#### AIM OF THE EXERCISE
Rewrite the data below as a numbered list covering only the lines from the line with "Put a pin on every instance of the blue sky" to the line with "x=1095 y=698", both included. Leave out blank lines.

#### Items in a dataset
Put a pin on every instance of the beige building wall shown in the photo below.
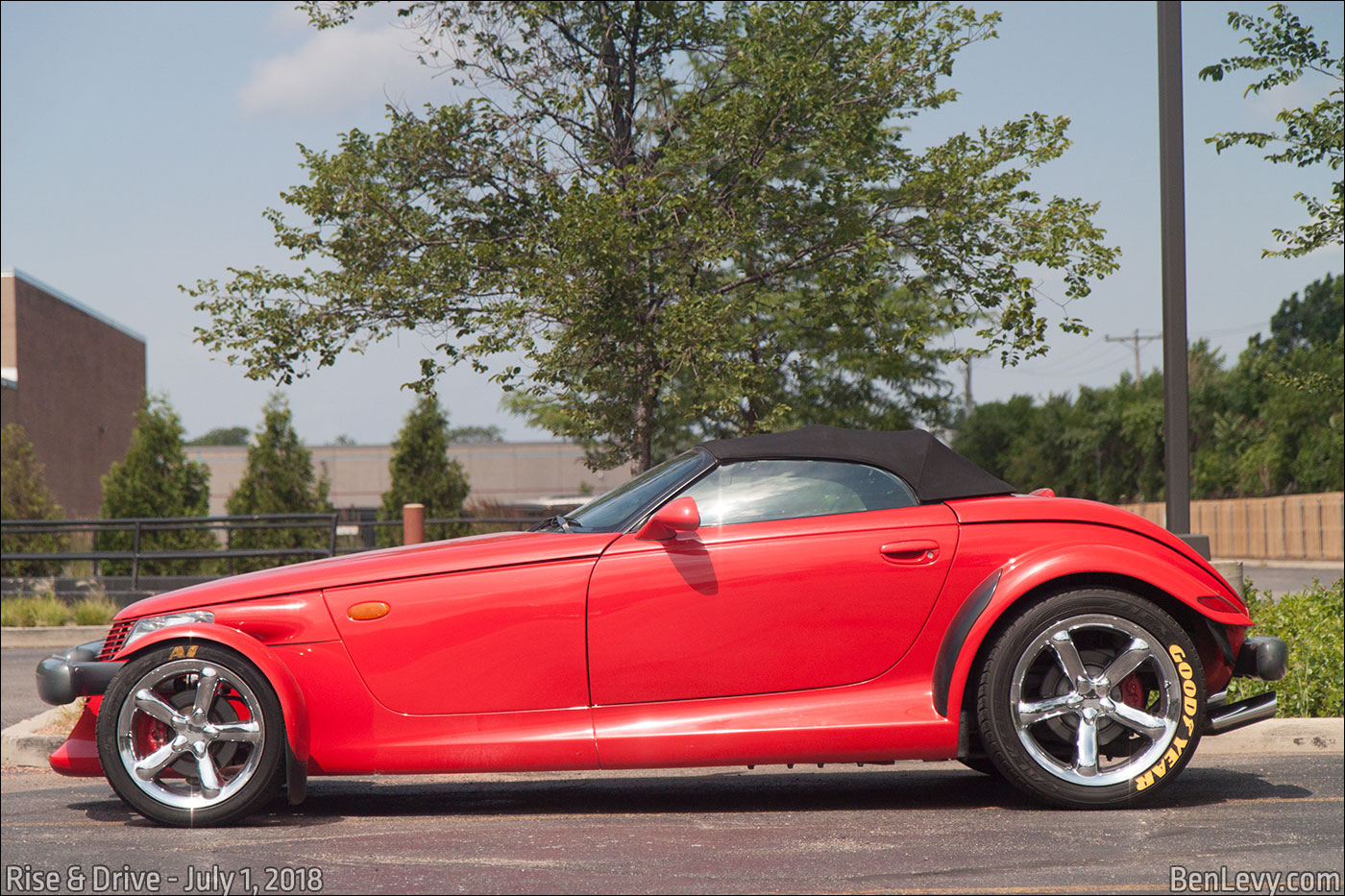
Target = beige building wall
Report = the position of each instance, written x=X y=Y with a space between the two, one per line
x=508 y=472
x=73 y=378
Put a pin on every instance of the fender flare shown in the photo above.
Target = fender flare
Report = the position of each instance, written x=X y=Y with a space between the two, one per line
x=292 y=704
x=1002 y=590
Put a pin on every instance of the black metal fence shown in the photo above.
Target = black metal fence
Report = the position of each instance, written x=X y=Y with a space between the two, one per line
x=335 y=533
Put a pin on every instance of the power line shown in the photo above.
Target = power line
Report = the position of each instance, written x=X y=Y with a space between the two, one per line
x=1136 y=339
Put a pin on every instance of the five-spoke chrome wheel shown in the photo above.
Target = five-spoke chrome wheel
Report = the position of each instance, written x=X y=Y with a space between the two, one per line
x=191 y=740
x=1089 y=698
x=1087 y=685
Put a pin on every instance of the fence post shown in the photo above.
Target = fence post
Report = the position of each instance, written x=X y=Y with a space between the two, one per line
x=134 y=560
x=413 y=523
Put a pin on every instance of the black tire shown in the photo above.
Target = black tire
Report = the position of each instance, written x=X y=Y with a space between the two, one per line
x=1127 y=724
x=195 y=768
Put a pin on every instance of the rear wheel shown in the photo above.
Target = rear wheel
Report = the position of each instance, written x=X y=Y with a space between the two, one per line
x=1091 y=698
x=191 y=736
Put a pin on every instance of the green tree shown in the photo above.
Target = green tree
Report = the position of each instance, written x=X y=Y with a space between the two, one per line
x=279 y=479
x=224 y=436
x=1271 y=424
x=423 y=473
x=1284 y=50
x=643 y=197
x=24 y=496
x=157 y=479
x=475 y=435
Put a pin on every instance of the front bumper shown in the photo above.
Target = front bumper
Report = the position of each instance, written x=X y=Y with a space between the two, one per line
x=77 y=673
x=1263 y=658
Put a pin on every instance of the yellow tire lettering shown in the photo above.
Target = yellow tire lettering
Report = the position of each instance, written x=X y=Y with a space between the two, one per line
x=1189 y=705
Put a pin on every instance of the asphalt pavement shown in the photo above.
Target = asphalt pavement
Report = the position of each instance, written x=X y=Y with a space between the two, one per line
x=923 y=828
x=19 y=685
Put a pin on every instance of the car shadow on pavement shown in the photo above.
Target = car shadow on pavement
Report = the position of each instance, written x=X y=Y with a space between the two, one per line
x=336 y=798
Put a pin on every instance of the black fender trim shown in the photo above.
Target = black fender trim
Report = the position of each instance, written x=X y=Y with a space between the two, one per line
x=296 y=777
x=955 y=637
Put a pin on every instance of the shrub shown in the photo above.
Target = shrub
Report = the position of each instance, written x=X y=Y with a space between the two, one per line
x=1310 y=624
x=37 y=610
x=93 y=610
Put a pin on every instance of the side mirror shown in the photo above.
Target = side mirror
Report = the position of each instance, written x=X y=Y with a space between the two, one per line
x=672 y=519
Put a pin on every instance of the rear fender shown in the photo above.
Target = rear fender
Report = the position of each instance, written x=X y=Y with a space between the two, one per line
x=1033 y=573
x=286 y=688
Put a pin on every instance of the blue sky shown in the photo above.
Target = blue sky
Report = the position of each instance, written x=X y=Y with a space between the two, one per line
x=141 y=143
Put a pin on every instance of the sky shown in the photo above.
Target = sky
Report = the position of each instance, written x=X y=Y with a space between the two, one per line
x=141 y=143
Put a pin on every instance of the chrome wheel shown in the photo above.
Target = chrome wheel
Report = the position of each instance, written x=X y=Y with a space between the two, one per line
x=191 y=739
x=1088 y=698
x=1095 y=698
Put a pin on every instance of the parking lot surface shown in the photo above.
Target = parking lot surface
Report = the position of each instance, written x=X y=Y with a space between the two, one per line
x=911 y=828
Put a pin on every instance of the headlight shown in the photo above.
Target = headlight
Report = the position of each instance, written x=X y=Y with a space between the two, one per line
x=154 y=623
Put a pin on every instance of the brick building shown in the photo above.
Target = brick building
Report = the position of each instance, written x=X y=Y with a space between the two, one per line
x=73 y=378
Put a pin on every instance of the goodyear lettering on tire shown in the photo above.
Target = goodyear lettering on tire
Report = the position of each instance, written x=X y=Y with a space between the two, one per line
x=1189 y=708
* * *
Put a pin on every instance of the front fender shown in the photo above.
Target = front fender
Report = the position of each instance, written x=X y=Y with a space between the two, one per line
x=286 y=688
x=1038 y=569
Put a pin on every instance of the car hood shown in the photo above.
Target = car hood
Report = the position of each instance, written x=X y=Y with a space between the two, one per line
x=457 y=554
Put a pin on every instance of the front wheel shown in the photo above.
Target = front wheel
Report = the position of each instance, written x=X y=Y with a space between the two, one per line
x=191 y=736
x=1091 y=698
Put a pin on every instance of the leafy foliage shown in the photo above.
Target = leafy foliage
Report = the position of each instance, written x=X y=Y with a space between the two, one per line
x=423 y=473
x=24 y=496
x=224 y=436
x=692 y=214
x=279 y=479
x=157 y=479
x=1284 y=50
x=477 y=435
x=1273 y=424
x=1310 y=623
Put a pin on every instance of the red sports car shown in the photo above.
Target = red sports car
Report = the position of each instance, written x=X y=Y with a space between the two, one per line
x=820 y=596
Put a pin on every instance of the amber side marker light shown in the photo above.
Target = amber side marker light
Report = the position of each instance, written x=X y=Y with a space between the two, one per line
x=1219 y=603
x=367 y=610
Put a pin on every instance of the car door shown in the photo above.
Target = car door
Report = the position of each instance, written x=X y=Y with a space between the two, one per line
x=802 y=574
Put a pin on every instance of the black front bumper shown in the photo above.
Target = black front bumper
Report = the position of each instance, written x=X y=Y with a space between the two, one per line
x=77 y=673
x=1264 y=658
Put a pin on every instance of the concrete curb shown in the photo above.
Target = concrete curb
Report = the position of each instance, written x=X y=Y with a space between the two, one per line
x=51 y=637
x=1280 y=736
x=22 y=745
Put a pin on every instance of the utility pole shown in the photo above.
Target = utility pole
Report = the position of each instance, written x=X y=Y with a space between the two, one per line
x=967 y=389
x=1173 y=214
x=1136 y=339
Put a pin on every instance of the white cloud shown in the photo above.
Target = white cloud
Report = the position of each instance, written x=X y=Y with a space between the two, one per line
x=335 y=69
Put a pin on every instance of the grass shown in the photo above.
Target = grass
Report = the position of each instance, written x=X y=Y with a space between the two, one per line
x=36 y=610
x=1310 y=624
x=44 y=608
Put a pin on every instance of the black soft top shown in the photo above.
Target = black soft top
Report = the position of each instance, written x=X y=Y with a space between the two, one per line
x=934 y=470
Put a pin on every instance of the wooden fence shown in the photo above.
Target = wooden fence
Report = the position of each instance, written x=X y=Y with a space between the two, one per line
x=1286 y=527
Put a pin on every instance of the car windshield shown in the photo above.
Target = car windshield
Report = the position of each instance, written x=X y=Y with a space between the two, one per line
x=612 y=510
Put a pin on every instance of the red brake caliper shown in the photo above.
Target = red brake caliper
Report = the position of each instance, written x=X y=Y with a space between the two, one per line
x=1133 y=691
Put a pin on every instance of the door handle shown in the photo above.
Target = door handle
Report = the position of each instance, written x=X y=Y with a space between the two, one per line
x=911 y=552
...
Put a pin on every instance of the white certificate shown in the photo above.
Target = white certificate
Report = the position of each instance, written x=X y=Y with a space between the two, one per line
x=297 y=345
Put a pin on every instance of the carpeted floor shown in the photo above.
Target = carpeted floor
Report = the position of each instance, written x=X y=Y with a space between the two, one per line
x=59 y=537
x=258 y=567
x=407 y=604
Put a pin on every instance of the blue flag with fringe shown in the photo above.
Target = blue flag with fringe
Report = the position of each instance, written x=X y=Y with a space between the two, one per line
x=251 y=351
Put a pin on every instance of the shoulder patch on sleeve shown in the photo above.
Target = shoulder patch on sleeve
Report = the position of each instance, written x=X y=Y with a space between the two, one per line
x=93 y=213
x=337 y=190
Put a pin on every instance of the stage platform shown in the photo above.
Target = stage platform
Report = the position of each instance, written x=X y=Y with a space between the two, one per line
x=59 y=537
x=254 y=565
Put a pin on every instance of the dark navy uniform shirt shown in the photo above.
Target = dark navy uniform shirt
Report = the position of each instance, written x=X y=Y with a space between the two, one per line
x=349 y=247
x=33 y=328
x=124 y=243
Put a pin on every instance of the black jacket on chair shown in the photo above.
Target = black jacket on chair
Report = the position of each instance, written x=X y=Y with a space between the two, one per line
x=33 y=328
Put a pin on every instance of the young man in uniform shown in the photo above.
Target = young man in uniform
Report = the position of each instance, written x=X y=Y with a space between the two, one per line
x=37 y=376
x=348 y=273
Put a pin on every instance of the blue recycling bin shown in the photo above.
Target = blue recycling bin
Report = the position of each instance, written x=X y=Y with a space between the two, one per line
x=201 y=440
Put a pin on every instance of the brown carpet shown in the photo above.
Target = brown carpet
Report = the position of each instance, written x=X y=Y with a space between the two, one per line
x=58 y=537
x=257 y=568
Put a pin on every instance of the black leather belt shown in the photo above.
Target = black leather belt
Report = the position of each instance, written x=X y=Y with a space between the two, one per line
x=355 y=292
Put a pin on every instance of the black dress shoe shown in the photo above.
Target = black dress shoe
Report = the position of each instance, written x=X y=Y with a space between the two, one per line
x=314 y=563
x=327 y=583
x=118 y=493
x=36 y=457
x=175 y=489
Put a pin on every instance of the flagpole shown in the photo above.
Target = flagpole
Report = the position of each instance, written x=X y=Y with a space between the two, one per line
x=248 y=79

#### SOLUTION
1. Put a pin on every instance of the blue sky shown in the photo above.
2. Target = blue sky
3. Report = the position of each instance, written x=X y=Y with a space between the two, one per line
4. x=141 y=143
5. Put a pin on every instance of the sky shown in the photo above.
6. Target = sky
7. Report = the position of each instance, written x=X y=Y with a space between the two, one per line
8. x=141 y=143
9. Put a pin on every instance of the chrome wheel shown in the photo above.
10. Target = chrome wheel
11. Report = the position of each instance, written x=X y=Y with a space between the two, one per line
12. x=191 y=739
13. x=1088 y=698
14. x=1095 y=698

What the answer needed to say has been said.